_Document text_.
══════════

Is there a way to serialize a profile so i can store it some WhyLabs R2AI Community #general

Is there a way to serialize a profile so i can sto...

wooden-glass-33314

11/28/2023, 10:33 PM

Is there a way to serialize a profile so i can store it somewhere like a db? i’d like to recall this profile at a later point and merge/compare it with another profile.

brainy-addition-90818

11/28/2023, 10:38 PM

Yep

Copy code

import whylogs as why

row = {"a": 1, "b": 2, "c": 3}

result_set = why.log(row)

print(result_set.view().serialize())

brainy-addition-90818

11/28/2023, 10:39 PM

that gives you

bytes

that you can store and load back up later into a DatasetProfileView. The biggest caveat is that you're going to be using a

DatasetProfileView

and not a

DatasetProfile

at that point, which means you can only merge it with other things, you can't add individual datapoints directly.

wooden-glass-33314

11/28/2023, 10:40 PM

thanks for the quick response! I’m still learning the intricacies of your api so apologies for the dumb questions. can you also compare DatasetProfileViews?

brainy-addition-90818

11/28/2023, 10:41 PM

Np, no dumb questions. You can do a lot of the same stuff, you'll basically be manually comparing things that you can find on the profile view, like

._columns

. It doesn't have a convenient

.equals()

function sadly

brainy-addition-90818

11/28/2023, 10:42 PM

You can load it back up with

Copy code

import whylogs as why

row = {"a": 1, "b": 2, "c": 3}

result_set = why.log(row)

══════════

_Stored data_.

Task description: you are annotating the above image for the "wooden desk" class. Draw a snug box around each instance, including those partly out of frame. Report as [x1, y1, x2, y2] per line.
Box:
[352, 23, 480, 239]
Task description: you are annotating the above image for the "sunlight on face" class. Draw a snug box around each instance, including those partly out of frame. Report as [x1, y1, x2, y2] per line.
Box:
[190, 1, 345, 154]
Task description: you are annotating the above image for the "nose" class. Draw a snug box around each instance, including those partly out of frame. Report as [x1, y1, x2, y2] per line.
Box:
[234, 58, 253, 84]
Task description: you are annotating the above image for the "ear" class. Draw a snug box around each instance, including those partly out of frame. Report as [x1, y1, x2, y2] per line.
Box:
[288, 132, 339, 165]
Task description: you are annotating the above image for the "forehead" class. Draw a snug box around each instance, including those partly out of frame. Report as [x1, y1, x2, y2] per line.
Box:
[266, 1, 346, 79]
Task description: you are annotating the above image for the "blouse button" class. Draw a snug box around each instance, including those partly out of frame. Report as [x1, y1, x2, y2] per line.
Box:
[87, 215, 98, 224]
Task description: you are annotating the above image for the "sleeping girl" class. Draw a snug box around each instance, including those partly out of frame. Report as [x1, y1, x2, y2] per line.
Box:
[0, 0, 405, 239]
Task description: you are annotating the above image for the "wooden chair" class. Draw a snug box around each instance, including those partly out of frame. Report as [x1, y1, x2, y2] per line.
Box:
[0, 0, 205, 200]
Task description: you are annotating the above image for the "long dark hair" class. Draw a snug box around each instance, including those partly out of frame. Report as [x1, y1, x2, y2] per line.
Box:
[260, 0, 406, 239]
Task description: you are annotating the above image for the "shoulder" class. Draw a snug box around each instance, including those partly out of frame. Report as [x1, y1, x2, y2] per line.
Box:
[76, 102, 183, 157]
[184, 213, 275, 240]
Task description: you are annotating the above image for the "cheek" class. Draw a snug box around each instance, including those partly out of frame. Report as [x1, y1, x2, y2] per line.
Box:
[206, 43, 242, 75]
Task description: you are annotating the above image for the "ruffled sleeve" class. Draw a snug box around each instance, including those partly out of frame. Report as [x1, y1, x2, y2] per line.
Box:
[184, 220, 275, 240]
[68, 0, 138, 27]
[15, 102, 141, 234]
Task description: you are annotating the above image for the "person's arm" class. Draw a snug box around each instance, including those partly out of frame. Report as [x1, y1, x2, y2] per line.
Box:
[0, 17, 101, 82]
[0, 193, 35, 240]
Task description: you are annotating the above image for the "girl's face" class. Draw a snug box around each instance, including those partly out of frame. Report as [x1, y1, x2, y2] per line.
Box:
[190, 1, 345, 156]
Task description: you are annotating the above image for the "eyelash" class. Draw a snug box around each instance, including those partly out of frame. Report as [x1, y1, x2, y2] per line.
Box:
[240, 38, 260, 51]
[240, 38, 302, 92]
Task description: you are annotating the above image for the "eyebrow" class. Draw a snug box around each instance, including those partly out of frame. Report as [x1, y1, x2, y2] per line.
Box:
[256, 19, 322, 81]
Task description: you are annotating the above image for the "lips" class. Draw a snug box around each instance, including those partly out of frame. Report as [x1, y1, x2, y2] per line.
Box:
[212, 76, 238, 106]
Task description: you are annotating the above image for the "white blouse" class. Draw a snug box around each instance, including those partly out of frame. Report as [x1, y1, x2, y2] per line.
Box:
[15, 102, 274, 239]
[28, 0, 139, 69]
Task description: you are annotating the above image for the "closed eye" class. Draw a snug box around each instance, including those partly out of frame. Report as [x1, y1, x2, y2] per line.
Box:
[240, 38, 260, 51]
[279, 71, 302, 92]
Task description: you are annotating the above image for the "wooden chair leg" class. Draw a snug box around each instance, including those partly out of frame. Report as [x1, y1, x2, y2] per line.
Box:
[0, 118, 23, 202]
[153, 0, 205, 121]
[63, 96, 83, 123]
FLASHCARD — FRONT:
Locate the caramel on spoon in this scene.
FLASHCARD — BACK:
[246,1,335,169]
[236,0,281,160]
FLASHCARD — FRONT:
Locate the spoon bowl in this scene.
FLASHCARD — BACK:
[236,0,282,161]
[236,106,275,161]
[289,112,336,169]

══════════

_Aim of the exercise_.
From the forum thread on serializing a profile, retype the passage between "11/28/2023, 10:33 PM" and "with another profile.", inclusive.

_Answer to this exercise_.
11/28/2023, 10:33 PM

Is there a way to serialize a profile so i can store it somewhere like a db? i’d like to recall this profile at a later point and merge/compare it with another profile.